▶ **To do**: Please reproduce every record, keeping each one exactly as written.

** Start Supplied material **

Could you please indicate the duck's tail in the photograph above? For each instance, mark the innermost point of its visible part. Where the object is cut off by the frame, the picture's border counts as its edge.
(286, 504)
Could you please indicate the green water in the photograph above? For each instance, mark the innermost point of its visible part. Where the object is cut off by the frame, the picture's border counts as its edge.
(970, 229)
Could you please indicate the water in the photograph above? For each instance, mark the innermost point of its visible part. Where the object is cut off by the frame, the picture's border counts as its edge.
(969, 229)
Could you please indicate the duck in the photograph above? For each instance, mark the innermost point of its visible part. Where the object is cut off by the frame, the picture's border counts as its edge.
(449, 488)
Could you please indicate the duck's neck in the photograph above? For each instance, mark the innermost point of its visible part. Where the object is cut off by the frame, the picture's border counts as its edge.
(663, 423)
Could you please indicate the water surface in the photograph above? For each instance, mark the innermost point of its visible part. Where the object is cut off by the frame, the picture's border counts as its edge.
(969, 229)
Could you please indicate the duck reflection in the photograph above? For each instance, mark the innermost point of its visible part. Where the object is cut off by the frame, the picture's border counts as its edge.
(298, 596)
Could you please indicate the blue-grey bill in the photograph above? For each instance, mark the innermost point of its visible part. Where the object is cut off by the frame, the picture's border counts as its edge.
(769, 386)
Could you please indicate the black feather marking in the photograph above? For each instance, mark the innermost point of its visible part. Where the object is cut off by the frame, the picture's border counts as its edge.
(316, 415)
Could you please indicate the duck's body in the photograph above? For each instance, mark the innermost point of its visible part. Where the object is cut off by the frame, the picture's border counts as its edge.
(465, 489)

** End Supplied material **

▶ **The output**:
Could you please indicate the duck's tail in the photograph above? For each instance, mark the innermost point of its visible part. Where the object is cut off by the frame, the picture's border counts as its edge.
(286, 504)
Could you please indicate the green water in the photograph above? For each instance, mark the innermost point of its visible part. Where the object is cut off by the frame, the picture's border counts as its edge.
(970, 229)
Could you please indicate the water in the photograph above? For each instance, mark the innermost point of its visible part. Where the object is cut off by the frame, the picture's border counts as its edge.
(969, 229)
Could you please indicate the duck in the photograph above? For each instance, mark the innermost point of its visible part. Where the object is cut off by the frame, the picture's border counts as its edge.
(449, 488)
Could you please indicate the duck's neck in the photograph above? For each instance, mark the innermost point of its visible part. Where the object is cut off by the frame, the picture's border counts as its edge.
(663, 423)
Could you please indicate the water surface in the photograph above? For each instance, mark the innermost point of its visible part. Where the object is cut off by the frame, the picture's border counts as its edge.
(969, 229)
Could you please indicate the duck reflection in the photograph above? For each instance, mark the innermost point of its visible part. Where the object is cut off by the frame, the picture's border counts as its edge.
(298, 596)
Could you please indicate the blue-grey bill in the photograph above? For each instance, mark the innermost point of its visible part. Where the object is cut off by the frame, the picture's border counts as its edge.
(769, 386)
Could you please indicate the black feather marking in the photograph above? For each instance, mark the innermost point of its visible part. Where the object is cut off by the frame, the picture's border counts as its edge.
(316, 415)
Could you please indicate the duck's body in the photograph above? For each instance, mark the innermost point of its visible part. Where the object is cut off by the frame, the picture's border counts as its edge.
(465, 489)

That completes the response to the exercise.